**WHAT IS BEING ASKED**. Your answer is to be the exact text of the lines from the one containing "of the throw" through the final line of the entries, restated in full, with pictures omitted.

**DATA TO EXAMINE**.
--*--

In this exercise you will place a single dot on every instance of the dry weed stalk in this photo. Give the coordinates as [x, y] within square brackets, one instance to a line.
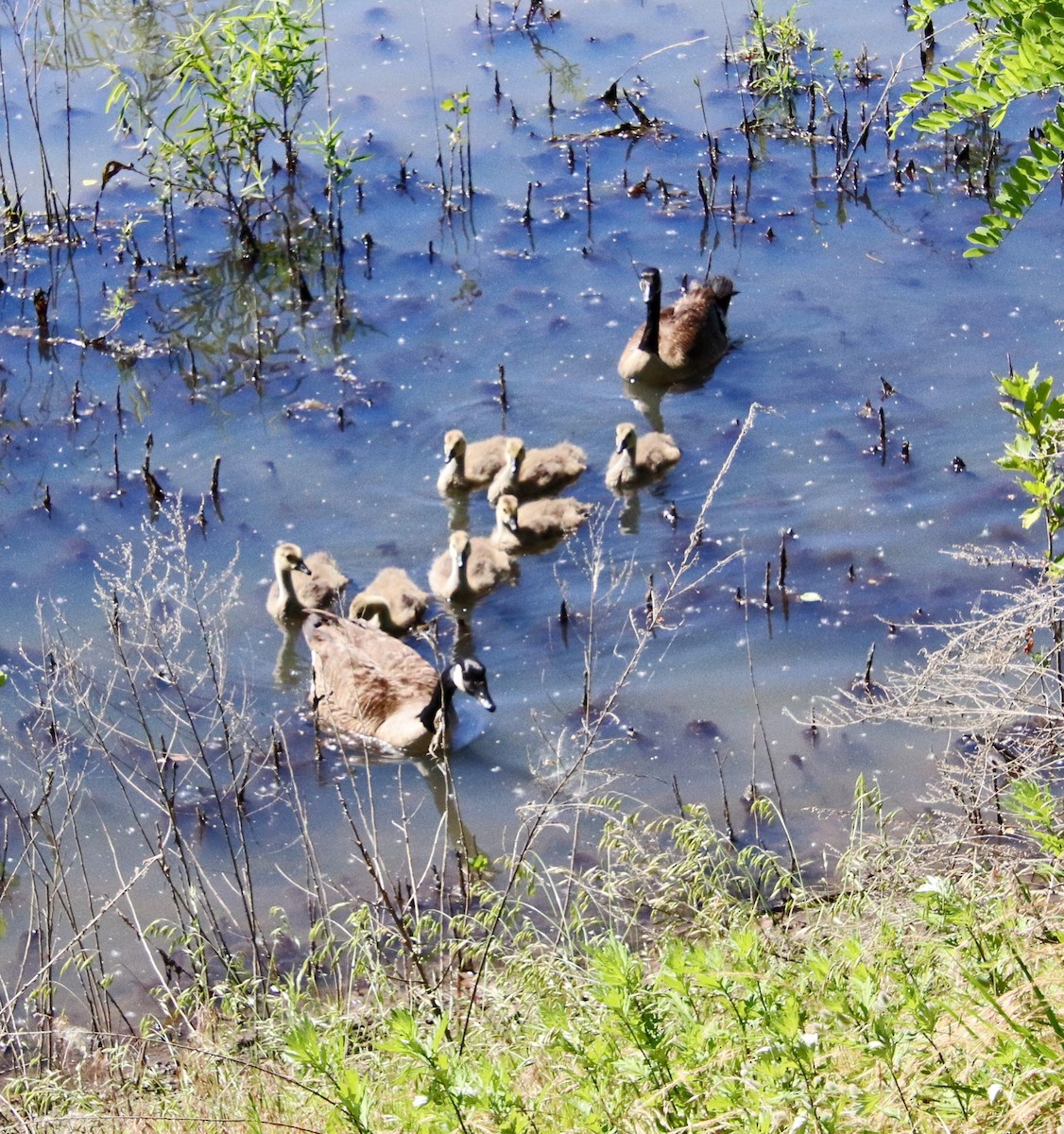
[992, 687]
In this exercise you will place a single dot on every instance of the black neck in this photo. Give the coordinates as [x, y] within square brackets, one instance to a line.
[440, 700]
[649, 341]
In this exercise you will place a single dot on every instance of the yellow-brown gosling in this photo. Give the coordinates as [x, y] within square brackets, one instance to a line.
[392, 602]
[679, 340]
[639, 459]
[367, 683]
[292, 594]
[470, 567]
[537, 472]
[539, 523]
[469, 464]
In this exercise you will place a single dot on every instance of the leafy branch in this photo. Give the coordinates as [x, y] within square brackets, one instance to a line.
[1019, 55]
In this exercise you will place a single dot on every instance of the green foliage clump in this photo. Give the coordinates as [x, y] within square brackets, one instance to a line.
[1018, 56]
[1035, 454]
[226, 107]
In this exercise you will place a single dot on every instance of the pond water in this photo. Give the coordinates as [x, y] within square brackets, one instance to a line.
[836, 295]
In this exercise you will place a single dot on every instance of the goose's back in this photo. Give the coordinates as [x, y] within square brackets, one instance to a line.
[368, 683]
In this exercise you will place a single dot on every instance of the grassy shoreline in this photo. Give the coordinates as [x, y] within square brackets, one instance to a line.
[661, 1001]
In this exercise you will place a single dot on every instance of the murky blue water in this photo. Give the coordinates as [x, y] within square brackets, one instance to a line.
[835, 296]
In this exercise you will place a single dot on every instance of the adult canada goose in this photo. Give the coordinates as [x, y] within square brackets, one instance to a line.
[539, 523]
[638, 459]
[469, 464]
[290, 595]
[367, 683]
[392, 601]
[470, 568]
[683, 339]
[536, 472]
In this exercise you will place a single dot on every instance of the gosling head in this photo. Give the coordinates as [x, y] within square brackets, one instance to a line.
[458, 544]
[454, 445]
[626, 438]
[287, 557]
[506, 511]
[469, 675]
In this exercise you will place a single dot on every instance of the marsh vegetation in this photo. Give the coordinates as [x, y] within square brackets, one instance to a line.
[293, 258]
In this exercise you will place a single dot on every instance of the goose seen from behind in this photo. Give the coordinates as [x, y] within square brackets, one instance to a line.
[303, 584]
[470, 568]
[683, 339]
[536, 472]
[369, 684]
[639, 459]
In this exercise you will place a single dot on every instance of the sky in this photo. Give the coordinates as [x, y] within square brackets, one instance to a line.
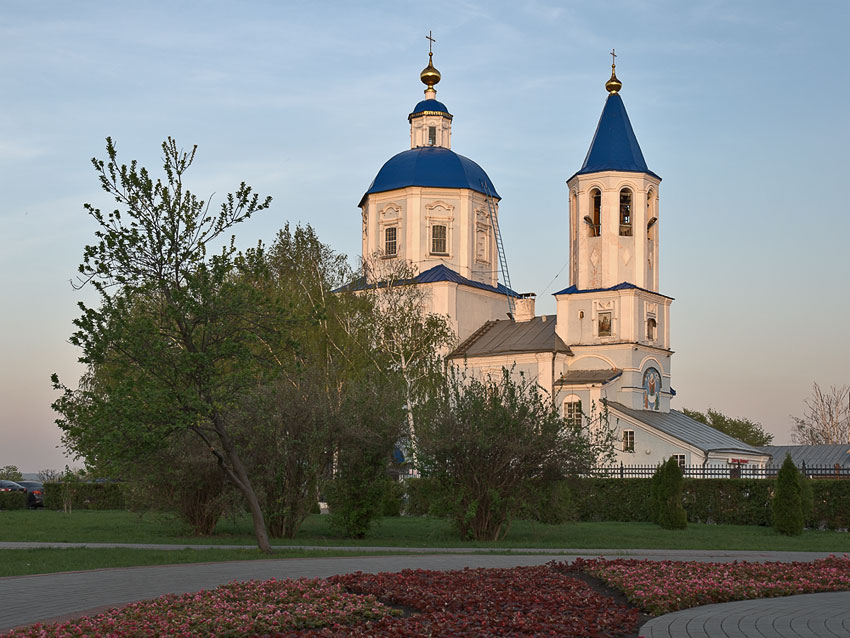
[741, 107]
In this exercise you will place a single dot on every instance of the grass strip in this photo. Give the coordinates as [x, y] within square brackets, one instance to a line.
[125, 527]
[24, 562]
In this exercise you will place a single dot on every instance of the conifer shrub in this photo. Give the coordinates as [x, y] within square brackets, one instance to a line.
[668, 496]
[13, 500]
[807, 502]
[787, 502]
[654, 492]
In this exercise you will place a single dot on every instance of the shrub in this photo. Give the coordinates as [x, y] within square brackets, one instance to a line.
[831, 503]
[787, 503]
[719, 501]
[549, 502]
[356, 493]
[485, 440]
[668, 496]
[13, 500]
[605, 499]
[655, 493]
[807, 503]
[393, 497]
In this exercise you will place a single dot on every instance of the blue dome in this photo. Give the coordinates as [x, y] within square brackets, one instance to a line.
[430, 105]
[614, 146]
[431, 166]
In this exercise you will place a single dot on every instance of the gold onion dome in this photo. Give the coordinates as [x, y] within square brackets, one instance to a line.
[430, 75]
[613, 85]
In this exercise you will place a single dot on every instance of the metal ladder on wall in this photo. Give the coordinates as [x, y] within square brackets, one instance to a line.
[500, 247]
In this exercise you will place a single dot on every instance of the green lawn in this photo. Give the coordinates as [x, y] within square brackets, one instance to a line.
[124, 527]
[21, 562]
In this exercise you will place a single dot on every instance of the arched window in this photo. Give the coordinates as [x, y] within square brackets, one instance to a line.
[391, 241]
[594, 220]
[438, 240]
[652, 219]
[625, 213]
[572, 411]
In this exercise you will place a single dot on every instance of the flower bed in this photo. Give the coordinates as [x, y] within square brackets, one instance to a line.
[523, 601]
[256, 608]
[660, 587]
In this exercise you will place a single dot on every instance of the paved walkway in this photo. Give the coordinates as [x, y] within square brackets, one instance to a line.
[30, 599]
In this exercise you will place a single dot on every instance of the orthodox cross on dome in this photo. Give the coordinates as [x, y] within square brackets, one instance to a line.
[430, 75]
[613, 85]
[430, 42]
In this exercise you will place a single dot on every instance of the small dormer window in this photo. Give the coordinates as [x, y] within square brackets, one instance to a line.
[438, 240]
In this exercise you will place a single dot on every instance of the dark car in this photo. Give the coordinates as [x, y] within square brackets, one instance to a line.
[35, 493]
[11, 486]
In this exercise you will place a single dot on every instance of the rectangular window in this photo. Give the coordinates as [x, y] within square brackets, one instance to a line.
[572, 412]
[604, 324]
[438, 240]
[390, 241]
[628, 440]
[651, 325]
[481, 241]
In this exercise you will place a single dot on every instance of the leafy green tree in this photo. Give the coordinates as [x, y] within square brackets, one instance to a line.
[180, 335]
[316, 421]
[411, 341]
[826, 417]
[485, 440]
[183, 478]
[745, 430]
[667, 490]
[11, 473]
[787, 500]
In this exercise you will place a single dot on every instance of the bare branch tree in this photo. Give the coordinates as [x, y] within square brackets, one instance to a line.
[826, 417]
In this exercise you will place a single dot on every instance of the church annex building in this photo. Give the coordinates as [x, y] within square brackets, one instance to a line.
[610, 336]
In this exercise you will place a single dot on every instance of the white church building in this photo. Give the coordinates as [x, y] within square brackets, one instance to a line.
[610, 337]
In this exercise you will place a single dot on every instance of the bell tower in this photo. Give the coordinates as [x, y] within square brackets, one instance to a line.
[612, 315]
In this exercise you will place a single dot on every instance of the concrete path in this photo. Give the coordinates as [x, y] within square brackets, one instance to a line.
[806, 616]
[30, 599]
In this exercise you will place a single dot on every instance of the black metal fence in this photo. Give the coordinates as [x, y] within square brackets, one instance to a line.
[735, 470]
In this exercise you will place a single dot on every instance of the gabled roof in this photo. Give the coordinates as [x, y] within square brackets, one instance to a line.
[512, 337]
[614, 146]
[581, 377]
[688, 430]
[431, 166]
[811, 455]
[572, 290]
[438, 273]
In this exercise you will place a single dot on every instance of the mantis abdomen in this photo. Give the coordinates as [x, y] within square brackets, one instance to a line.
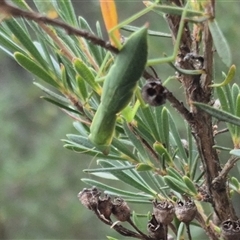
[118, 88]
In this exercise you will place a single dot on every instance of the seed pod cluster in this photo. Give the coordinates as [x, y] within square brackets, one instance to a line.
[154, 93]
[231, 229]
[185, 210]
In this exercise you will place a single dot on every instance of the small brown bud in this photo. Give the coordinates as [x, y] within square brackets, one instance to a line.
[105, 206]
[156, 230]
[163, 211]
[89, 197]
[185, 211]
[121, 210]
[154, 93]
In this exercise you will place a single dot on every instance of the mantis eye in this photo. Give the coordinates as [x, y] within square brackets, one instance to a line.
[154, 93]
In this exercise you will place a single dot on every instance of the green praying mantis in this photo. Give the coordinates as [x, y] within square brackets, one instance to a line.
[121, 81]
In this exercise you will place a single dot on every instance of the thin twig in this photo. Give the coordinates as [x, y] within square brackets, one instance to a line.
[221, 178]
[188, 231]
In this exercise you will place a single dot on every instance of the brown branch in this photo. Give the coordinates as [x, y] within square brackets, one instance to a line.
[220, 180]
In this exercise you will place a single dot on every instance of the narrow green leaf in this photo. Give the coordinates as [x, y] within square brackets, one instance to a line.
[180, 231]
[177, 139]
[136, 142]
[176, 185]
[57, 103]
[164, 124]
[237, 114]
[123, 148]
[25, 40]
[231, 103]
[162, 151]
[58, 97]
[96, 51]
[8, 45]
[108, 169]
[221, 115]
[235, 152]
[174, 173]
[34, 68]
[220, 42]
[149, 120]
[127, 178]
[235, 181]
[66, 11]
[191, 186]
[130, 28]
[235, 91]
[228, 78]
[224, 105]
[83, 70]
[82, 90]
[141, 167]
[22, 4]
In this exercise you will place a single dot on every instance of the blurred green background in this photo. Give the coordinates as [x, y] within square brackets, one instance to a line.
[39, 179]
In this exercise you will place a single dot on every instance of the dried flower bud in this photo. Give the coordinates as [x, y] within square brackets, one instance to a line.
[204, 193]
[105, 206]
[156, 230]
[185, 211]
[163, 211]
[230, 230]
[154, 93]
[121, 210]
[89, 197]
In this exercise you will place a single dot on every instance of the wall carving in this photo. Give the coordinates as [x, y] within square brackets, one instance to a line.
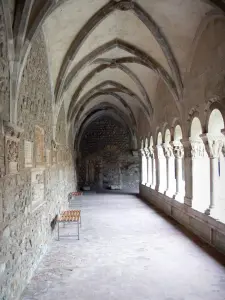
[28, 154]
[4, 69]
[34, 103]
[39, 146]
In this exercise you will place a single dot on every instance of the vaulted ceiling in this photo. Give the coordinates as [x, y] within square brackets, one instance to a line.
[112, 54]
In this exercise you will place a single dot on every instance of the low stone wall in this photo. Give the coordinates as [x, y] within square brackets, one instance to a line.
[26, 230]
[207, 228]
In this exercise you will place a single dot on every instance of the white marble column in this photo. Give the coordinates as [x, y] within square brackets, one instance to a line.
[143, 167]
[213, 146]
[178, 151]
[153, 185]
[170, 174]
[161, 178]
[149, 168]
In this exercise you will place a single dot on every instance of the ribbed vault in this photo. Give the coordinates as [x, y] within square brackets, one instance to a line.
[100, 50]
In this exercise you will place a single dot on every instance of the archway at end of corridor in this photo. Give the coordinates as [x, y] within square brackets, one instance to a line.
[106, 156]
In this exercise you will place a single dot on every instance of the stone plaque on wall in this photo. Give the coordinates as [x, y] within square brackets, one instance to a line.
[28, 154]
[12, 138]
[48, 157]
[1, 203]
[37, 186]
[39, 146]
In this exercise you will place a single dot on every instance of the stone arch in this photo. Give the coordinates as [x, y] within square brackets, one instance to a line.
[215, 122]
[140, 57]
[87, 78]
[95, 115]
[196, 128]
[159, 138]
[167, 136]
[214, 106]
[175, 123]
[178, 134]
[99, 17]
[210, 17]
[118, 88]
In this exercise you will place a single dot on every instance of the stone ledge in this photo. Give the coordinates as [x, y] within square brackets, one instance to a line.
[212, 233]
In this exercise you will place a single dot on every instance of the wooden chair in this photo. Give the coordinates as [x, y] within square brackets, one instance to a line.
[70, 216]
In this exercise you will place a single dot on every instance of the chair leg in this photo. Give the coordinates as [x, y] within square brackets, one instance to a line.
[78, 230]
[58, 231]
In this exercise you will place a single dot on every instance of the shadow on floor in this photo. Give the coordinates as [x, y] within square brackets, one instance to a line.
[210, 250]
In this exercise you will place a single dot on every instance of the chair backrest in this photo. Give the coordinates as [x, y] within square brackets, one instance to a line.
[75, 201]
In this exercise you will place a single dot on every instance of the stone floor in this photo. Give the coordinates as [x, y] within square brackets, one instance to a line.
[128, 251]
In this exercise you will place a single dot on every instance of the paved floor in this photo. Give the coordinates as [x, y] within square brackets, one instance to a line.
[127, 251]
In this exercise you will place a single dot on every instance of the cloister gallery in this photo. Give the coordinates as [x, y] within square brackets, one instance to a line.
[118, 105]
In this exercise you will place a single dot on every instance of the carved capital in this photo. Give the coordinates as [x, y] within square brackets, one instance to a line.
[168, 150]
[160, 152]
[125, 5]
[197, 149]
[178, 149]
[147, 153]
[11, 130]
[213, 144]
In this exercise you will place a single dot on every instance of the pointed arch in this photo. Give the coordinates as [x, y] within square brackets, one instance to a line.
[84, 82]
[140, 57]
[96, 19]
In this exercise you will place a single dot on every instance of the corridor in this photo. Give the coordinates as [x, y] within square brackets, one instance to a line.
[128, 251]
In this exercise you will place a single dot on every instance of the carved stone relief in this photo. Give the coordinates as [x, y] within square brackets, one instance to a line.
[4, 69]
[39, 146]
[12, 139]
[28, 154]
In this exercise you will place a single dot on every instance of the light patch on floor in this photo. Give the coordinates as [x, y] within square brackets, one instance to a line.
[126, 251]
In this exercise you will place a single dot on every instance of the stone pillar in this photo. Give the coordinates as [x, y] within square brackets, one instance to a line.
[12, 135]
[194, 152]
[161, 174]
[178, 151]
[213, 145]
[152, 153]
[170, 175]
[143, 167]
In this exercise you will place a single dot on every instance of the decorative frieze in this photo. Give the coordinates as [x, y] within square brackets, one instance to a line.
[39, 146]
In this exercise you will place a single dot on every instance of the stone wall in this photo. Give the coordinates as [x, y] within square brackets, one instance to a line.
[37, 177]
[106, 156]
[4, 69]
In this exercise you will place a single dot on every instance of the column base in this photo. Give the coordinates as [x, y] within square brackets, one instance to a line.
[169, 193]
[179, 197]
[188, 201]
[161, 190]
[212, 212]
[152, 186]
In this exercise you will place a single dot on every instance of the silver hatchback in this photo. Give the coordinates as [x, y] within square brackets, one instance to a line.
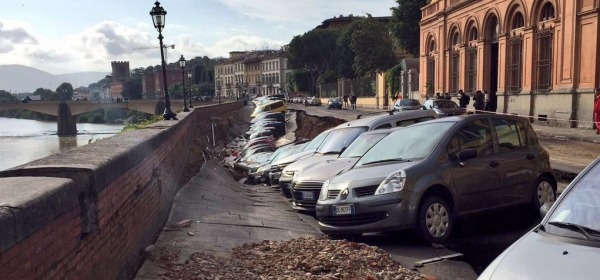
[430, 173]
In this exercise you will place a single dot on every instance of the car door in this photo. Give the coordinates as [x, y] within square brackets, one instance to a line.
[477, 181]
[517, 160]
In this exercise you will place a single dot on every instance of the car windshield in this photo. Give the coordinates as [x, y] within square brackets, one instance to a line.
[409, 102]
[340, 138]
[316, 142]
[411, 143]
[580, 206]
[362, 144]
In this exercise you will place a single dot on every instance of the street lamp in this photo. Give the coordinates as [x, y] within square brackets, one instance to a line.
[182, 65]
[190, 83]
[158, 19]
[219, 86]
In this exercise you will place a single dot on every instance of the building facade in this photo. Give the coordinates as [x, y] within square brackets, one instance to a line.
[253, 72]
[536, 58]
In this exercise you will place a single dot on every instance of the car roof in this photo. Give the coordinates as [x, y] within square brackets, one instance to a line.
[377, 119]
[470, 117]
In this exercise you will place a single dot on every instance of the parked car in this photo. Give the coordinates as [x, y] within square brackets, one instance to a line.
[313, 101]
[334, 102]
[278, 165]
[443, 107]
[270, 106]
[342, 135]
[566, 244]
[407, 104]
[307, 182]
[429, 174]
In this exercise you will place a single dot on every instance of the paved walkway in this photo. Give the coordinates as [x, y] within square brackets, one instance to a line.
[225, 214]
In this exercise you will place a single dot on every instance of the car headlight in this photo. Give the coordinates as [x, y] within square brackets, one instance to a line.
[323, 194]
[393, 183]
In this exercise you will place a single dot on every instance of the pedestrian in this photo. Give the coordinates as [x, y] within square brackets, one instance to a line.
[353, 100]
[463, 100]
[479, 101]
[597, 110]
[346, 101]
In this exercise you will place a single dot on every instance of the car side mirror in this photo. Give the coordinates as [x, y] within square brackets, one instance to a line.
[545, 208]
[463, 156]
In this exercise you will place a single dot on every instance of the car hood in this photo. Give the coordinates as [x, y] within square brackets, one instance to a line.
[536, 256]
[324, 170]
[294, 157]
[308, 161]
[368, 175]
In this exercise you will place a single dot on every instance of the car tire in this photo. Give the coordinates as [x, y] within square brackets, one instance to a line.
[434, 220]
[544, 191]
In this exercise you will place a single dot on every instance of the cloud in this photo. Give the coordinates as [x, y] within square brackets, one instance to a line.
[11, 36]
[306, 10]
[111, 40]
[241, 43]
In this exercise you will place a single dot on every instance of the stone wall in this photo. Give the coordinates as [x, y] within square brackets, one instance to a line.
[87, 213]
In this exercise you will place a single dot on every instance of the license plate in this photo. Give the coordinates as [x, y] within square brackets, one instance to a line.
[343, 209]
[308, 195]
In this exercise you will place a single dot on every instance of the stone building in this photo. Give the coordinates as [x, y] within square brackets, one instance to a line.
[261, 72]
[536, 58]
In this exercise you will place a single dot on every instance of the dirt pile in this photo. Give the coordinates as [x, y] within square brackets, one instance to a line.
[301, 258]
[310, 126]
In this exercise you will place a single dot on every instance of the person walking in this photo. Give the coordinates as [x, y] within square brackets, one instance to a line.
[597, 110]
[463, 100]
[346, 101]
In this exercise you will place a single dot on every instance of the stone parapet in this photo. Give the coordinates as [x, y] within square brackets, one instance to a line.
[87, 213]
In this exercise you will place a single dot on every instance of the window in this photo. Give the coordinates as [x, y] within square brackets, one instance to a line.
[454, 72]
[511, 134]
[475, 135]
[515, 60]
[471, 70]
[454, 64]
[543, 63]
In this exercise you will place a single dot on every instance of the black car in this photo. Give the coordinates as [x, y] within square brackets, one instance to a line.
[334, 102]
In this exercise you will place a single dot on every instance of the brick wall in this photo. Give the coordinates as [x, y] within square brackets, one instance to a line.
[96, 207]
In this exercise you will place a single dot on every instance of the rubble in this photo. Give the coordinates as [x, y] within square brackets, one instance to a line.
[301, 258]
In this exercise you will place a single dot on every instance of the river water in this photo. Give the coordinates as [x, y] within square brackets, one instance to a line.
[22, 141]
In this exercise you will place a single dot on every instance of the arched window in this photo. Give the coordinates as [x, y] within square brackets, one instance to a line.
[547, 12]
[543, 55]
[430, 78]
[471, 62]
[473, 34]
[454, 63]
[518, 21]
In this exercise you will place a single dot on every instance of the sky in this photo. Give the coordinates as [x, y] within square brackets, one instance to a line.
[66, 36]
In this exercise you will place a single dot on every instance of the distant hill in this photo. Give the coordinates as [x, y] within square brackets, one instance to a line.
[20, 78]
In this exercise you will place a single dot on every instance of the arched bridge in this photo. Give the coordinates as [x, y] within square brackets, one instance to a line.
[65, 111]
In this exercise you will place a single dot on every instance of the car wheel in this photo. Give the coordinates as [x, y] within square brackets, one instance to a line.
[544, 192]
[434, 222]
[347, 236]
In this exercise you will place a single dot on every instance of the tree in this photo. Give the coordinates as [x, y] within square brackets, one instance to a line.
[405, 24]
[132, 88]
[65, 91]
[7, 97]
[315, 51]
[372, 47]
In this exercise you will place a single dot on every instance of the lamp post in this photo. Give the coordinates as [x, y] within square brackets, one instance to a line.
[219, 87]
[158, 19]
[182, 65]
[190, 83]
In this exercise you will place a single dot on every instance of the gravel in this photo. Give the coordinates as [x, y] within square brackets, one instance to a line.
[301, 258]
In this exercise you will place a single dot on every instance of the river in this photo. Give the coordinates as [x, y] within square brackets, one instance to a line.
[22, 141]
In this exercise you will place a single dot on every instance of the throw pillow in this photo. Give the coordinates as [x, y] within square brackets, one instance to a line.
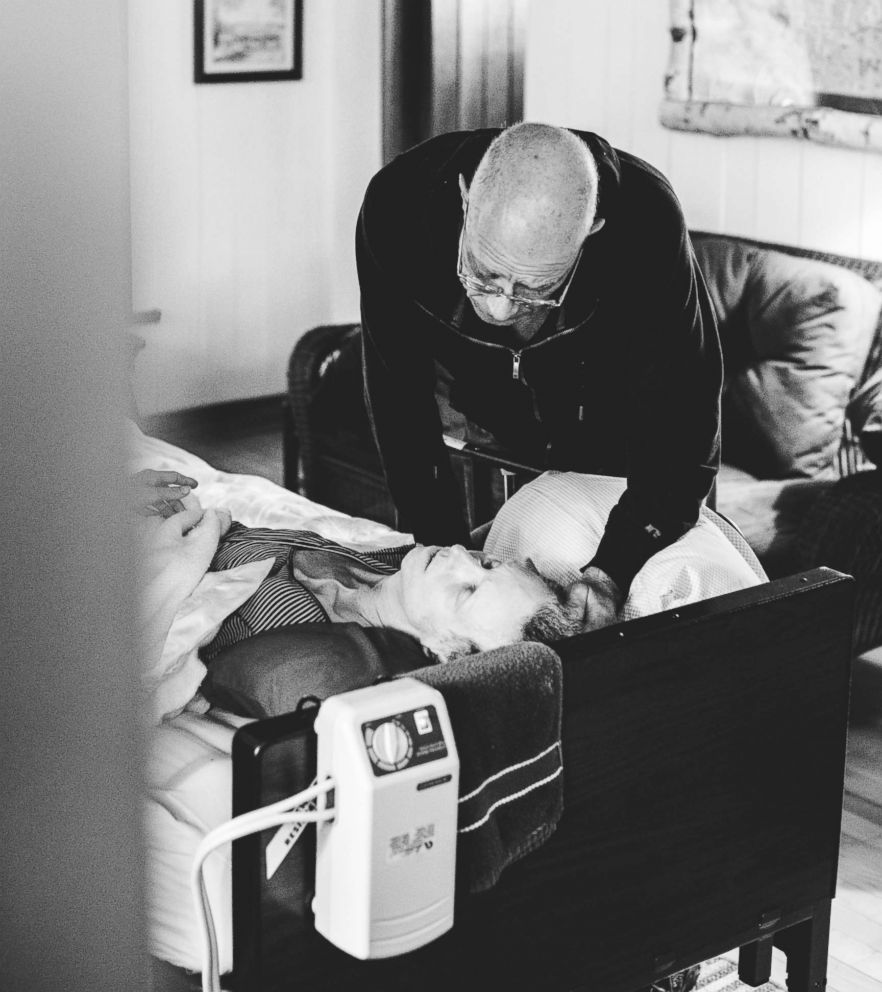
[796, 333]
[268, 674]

--*--

**TASK SOLUTION**.
In this exercise you will place a single dot on every instance of the throw pillow in this photo. Give the coordinates as [x, y] within square brackets, one instance to a line.
[796, 333]
[268, 674]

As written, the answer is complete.